◆ RECORD EXTRACTS
>> START
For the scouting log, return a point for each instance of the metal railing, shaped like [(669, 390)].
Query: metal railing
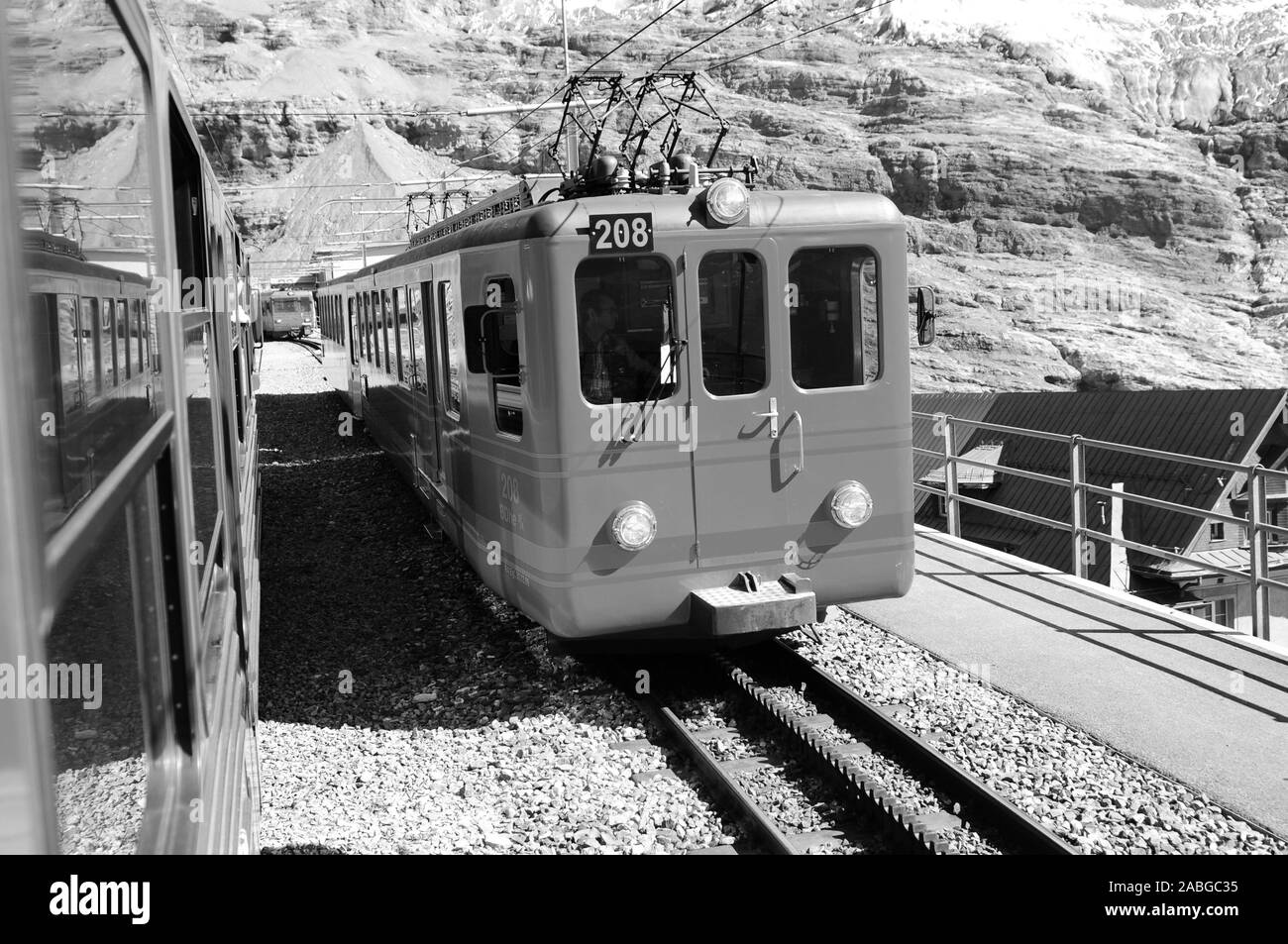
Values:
[(1081, 536)]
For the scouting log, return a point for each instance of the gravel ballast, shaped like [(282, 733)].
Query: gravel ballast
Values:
[(1093, 796), (404, 708)]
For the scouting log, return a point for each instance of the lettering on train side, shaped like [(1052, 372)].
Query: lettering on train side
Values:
[(511, 504)]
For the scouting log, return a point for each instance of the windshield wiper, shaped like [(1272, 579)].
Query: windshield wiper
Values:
[(651, 400)]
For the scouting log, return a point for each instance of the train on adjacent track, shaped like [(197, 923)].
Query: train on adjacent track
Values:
[(286, 313), (665, 410), (129, 483)]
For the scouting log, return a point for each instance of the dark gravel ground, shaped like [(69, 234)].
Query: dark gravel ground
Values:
[(403, 707)]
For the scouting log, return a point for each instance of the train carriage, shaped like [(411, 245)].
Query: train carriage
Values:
[(737, 462), (129, 484)]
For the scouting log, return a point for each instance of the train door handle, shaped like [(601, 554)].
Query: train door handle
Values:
[(800, 424), (773, 417)]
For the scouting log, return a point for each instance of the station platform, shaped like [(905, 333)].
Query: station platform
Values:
[(1205, 704)]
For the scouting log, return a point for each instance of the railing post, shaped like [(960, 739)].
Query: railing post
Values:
[(954, 515), (1078, 502), (1258, 553)]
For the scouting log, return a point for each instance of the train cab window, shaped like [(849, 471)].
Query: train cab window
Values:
[(833, 322), (732, 300), (450, 330), (625, 327), (416, 338)]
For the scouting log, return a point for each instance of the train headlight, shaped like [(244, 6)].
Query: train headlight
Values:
[(634, 527), (726, 201), (851, 504)]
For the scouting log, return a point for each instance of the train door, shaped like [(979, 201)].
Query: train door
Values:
[(425, 436), (747, 441), (353, 367)]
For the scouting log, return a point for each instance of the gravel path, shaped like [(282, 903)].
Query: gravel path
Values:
[(1093, 796), (403, 707)]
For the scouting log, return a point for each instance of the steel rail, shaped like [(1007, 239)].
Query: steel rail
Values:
[(970, 790)]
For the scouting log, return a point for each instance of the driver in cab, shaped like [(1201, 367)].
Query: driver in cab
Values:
[(609, 366)]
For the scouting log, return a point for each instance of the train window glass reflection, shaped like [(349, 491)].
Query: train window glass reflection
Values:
[(623, 325), (833, 321), (201, 434), (123, 339), (141, 336), (386, 316), (71, 353), (89, 339), (732, 300), (107, 329), (416, 334), (450, 330), (84, 198), (106, 626), (400, 346), (353, 335)]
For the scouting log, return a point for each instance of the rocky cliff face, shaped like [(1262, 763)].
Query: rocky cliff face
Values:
[(1098, 189)]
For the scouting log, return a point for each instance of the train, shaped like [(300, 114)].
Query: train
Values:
[(656, 411), (286, 313), (129, 483)]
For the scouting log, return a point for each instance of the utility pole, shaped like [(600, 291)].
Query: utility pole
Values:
[(572, 129)]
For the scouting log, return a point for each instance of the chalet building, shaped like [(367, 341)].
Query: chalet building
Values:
[(1239, 426)]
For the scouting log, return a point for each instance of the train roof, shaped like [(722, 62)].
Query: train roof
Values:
[(671, 213), (51, 253)]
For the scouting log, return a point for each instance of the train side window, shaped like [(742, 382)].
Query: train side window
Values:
[(385, 317), (141, 336), (835, 323), (497, 292), (71, 355), (450, 325), (123, 339), (104, 629), (353, 346), (732, 300), (625, 326), (89, 339), (416, 336), (402, 344)]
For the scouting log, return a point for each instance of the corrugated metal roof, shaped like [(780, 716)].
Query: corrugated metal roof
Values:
[(1194, 423), (1229, 558), (970, 475)]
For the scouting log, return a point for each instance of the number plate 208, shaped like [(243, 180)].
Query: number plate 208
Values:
[(621, 232)]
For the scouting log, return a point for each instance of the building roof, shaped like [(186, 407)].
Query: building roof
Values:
[(1194, 423), (970, 475), (1229, 558)]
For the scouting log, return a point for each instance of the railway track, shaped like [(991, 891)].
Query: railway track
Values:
[(313, 348), (787, 694)]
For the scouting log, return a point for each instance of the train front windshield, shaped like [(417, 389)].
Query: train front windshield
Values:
[(625, 327)]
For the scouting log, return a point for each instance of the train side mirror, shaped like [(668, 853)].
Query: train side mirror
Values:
[(925, 316)]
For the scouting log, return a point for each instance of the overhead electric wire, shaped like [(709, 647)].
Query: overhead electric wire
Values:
[(717, 33), (805, 33), (580, 75)]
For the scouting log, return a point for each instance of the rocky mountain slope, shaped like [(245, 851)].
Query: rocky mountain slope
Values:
[(1098, 189)]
>> END
◆ GOAL
Lay out every line of all the records above as a numbered list, dropping any blank lines and leaving out the pictures.

◆ WRITTEN ANSWER
1. For the scouting log, return a point for each instance of the metal railing, shaped like [(669, 390)].
2. Query: metal railing
3. Values:
4. [(1081, 536)]
5. For the scouting log, return a point for each instance of the gravel ballast, shaped like [(282, 733)].
6. Query: gravel ballast
7. Values:
8. [(1093, 796), (404, 708)]
9. For the scouting log, return a point for each instance of the lettering on train side, shaped like [(1052, 372)].
10. Query: lettering on train side
11. Values:
12. [(511, 504)]
13. For the scouting log, return a point for each instance of the windshield wiper, shaped like [(1272, 579)].
14. Query: windshield wiper
15. Values:
16. [(651, 400)]
17. For the scouting log, return a point for each instance of the train on adjacent track, shaped like [(197, 923)].
18. Query: train on adjacent track
19. Values:
20. [(286, 313), (665, 410), (129, 483)]
21. For the scouting log, return a point for each instance of the dark gravel ground, shaped like [(69, 234)].
22. Query: dark gravel ground
23. Values:
24. [(403, 707)]
25. For the scouting log, return a point for each instance of the train carriage, shaped like [(411, 245)].
26. Query: train carriage
27. Values:
28. [(737, 462), (129, 484)]
29. For the scouting log, return a point for each instance of the train door handle, shaped like [(601, 554)].
30. Query: train door handle
31. Values:
32. [(800, 424), (773, 417)]
33. For the scouting log, return a point for each instance of the station platform, shaped like [(905, 333)].
34. Query: station platform
35. Values:
36. [(1205, 704)]
37. For the scouting log, return a point for each instance of the railing post, shaped like [(960, 739)].
38. Query: railing post
39. Values:
40. [(954, 515), (1078, 502), (1258, 553)]
41. For the scouting log, return a point for each instance of the train cab window, shaped like [(849, 471)].
42. Query: train cab window
43. Values:
44. [(833, 322), (732, 300), (450, 330), (625, 327), (416, 338)]
45. For the scouting log, return a point for each instance of the train headlight, shaped like [(244, 6)].
46. Query: train headlight
47. Values:
48. [(634, 527), (726, 201), (851, 504)]
49. For the scouting log, return a point for each instance of the train door, shaped like [(979, 201)].
50. Query: train door
51. Values:
52. [(425, 436), (747, 441), (353, 367)]
53. For the scouting log, return a point for each instance of the gravel path, shaped like [(282, 903)].
54. Query: gravel path
55. Values:
56. [(1093, 796), (403, 707)]
57. For the scouting log, return a point for each instance of the steel rail, shaped like [(1007, 239)].
58. Query: steel rail
59. Values:
60. [(970, 790)]
61. For the scouting log, return a point for each instance of the driver in cab, shaped like [(1201, 367)].
62. Query: driver in cab
63. Values:
64. [(609, 366)]
65. For the scouting log, return a point for each instance of the train window glass reflection, shaped like [(349, 491)].
66. Query: train window glass reflection
67. Values:
68. [(623, 325), (833, 321), (201, 434), (123, 339), (141, 336), (386, 316), (71, 353), (89, 339), (732, 300), (107, 329), (416, 334), (450, 330), (84, 198), (106, 626), (400, 346), (353, 335)]
69. For the scouting log, return a point for each instance of the rocky cliff face, shaped like [(1262, 763)].
70. Query: rocky cliff face
71. Values:
72. [(1098, 189)]
73. For the scouting log, return a point for each instance of the train, shaped like [(300, 114)].
74. Query: train
75. Values:
76. [(656, 411), (286, 313), (129, 483)]
77. For the scouting log, return a point for each instance of the utility pole, shaped like [(600, 291)].
78. Query: utility pole
79. Values:
80. [(572, 129)]
81. For the scouting log, return a point for each instance of the chalet building, shaped like [(367, 341)].
82. Query: chalet building
83. Values:
84. [(1239, 426)]
85. For the scouting log, return a point for each instance of the train roof, shaped like [(722, 62)].
86. Query: train roof
87. Values:
88. [(671, 213), (51, 253)]
89. For the scouting log, return a point for each instance of the train side window, shaped like [(742, 382)].
90. Query: train side window
91. Values:
92. [(385, 317), (141, 336), (835, 323), (497, 292), (71, 355), (450, 325), (123, 339), (104, 629), (353, 346), (732, 300), (625, 326), (89, 339), (416, 336), (402, 344)]
93. For the scouting log, return a point for each instance of the corrugated metal roof, shaped like [(780, 716)].
94. Query: corrugated metal roof
95. Values:
96. [(1194, 423), (1229, 558), (970, 475)]
97. For the scouting log, return a point for each instance of the number plate 208, shaped like [(243, 180)].
98. Query: number plate 208
99. Values:
100. [(621, 232)]
101. For the scouting log, return a point for each instance of the building roof, shaped like [(186, 407)].
102. Query: building roof
103. Values:
104. [(1194, 423), (970, 475), (1229, 558)]
105. For the scouting log, return a point for each instance of the railway track, shaped like [(991, 891)].
106. Query: railway track
107. Values:
108. [(313, 348), (787, 694)]
109. For the scouting log, return a point for each instance of the train front windshield, shaped like [(417, 389)].
110. Query: train front windshield
111. Values:
112. [(625, 327)]
113. For the scouting log, return a point for each instance of the train side mirror, shaped like [(668, 853)].
114. Query: train side mirror
115. Values:
116. [(925, 316)]
117. For the scouting log, return a point for each instance of the overhead electric wire, shaped like [(709, 647)].
118. Query: overhead electric wire
119. Values:
120. [(717, 33), (805, 33), (580, 75)]
121. For the scouting log, return a point for each instance of the rocky mountain slope, shaped like [(245, 851)].
122. Query: rocky mountain slope
123. Values:
124. [(1098, 189)]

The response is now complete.